Stored data entries:
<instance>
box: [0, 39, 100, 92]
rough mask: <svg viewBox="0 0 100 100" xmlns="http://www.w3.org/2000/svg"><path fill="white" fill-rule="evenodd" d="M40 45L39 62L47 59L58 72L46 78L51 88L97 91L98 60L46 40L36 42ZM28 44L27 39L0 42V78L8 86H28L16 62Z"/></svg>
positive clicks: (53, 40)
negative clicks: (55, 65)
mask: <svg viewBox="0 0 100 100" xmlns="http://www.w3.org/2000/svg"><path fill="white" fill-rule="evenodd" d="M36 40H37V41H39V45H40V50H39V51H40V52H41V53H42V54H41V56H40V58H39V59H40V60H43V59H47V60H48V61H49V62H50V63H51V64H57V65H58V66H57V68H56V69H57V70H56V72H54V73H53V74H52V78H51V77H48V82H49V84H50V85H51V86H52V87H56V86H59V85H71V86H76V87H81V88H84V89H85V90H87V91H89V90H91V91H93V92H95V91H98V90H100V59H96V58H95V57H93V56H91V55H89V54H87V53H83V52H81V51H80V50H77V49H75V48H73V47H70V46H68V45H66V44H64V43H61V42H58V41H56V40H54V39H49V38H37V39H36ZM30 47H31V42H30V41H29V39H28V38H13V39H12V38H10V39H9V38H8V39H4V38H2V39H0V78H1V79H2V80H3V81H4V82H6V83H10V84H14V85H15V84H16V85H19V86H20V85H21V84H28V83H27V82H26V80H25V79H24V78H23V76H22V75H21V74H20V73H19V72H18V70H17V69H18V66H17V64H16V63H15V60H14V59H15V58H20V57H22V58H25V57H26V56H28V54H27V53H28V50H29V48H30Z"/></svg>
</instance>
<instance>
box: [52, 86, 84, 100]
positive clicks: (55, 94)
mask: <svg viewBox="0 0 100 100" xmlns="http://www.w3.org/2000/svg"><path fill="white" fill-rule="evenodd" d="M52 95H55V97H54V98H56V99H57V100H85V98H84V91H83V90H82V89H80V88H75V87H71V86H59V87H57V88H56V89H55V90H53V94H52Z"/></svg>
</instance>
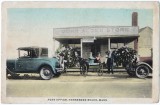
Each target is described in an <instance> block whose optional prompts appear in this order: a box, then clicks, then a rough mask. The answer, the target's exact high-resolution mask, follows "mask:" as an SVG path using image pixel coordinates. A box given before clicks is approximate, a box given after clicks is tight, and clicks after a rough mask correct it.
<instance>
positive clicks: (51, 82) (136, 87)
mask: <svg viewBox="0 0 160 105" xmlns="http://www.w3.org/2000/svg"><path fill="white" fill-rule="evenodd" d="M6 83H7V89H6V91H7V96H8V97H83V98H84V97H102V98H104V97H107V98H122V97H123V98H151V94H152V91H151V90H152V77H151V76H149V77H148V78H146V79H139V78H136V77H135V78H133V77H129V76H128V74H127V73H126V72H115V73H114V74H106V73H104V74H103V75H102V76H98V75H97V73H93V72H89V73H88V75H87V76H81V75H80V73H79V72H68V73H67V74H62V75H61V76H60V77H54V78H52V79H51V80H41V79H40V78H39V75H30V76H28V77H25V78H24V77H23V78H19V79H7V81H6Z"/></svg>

---

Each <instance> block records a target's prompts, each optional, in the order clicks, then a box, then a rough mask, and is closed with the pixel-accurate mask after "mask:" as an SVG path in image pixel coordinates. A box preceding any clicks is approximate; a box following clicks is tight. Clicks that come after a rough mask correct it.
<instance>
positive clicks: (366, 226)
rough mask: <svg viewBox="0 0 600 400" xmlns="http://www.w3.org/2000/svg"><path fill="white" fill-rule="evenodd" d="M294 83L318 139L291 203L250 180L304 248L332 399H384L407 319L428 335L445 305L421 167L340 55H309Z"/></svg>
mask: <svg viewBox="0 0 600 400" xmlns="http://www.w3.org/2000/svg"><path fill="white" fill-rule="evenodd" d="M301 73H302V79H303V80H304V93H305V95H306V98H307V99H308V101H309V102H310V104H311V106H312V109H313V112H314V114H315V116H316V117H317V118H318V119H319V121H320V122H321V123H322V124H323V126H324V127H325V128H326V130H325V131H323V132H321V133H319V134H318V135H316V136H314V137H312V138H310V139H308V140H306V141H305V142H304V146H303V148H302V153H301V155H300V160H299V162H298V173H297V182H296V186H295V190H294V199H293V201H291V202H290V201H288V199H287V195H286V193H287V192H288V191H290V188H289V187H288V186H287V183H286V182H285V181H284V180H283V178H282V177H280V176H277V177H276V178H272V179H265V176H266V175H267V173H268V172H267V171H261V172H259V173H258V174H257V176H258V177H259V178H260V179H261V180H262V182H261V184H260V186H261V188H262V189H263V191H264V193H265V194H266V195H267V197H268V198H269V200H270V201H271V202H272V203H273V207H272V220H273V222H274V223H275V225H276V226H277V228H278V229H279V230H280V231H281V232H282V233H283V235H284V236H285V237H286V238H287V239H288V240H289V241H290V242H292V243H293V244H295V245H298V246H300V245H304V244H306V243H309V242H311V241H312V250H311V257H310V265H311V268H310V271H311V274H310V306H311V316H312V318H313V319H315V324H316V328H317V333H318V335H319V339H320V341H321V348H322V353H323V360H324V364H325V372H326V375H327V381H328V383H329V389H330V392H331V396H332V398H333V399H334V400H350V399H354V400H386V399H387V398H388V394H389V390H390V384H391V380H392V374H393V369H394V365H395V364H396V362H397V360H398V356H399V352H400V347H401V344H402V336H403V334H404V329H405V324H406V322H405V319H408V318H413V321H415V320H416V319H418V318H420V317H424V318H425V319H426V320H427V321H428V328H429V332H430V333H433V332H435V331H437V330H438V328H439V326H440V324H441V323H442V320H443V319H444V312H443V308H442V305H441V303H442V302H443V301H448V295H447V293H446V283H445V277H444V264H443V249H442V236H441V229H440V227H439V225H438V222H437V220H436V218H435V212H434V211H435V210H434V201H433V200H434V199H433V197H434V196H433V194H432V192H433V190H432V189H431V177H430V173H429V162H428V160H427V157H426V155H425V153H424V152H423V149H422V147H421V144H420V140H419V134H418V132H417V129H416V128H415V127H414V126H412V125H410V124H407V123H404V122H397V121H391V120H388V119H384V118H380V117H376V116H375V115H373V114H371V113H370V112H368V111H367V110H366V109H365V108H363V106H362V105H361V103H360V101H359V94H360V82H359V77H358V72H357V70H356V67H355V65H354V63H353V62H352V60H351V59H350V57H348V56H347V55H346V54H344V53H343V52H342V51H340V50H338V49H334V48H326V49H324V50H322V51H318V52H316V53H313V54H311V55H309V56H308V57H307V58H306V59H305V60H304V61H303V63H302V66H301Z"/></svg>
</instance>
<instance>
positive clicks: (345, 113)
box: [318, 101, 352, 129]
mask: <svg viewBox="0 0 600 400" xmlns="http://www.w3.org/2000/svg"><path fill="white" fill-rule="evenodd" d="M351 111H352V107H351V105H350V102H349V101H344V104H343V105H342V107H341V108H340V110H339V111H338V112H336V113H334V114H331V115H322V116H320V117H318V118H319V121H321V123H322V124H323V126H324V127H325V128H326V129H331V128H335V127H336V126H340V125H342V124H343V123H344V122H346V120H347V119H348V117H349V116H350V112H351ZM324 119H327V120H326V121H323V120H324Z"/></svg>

--

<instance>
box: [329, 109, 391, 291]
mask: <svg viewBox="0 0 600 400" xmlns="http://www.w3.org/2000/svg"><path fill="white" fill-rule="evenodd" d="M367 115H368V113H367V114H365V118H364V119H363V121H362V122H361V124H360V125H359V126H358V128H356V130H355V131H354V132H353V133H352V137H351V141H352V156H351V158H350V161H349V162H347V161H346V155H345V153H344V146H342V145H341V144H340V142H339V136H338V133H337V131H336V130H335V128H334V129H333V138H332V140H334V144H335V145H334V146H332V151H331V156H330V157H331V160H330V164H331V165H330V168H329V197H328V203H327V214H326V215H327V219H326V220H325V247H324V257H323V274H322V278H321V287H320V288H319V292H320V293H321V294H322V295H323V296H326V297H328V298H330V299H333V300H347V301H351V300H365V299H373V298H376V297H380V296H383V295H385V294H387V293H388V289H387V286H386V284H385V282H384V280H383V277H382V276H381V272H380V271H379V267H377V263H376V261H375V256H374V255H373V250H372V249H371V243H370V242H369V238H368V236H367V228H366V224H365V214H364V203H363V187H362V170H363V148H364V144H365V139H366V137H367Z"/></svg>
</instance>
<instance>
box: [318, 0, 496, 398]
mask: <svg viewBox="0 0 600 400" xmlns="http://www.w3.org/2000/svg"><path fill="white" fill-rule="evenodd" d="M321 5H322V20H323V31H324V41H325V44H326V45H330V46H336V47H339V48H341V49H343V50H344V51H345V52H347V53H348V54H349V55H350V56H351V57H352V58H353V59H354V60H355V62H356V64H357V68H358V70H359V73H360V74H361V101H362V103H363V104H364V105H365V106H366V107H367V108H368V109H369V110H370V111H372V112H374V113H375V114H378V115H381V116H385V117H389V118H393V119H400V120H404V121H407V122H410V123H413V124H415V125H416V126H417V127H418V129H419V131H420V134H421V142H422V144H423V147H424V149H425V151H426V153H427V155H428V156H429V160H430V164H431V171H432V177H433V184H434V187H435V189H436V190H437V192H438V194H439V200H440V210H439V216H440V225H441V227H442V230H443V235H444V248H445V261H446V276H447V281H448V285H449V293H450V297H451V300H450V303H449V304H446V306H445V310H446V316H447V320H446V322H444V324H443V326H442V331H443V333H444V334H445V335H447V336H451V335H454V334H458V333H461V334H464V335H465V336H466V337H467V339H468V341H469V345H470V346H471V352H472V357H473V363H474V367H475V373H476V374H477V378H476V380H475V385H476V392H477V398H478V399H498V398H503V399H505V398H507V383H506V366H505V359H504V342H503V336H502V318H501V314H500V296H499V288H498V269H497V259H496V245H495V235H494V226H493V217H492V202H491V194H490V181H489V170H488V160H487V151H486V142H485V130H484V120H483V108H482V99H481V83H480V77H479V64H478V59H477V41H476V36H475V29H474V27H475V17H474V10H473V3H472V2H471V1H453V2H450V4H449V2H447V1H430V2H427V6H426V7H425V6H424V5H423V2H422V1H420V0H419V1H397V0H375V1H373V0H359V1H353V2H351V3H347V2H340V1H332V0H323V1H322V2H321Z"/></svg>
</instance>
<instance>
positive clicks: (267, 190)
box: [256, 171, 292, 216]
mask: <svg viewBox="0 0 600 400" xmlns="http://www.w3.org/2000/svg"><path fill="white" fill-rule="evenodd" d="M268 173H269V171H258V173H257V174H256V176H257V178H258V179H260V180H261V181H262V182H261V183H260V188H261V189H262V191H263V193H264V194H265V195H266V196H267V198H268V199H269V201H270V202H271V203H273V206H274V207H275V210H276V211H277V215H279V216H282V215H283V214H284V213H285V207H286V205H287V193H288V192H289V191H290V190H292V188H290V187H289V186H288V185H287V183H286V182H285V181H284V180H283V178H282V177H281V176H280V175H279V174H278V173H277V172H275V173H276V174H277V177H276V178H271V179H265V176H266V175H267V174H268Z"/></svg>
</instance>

# WHAT NEEDS TO BE DONE:
Which lines in the entries above contain the word "block"? Copy each of them out, matching case exactly.

# EXERCISE RESULT:
Each target is described in an <instance> block whose optional prompts appear in this order: a box, then clicks, then a rough mask. The answer, the target's exact high-resolution mask, follows "mask:" as an SVG path using image pixel coordinates. A box given before clicks is approximate, a box given after clicks is tight, and clicks after a rough mask correct it.
Each <instance> block records a target's prompts, each optional, in the order clicks, then a box, then a rough mask, and is closed with the pixel-accurate mask after "mask:" as an SVG path in image pixel coordinates. A box preceding any clicks is approximate; a box following clicks is tight. Clicks that come after a rough mask correct it.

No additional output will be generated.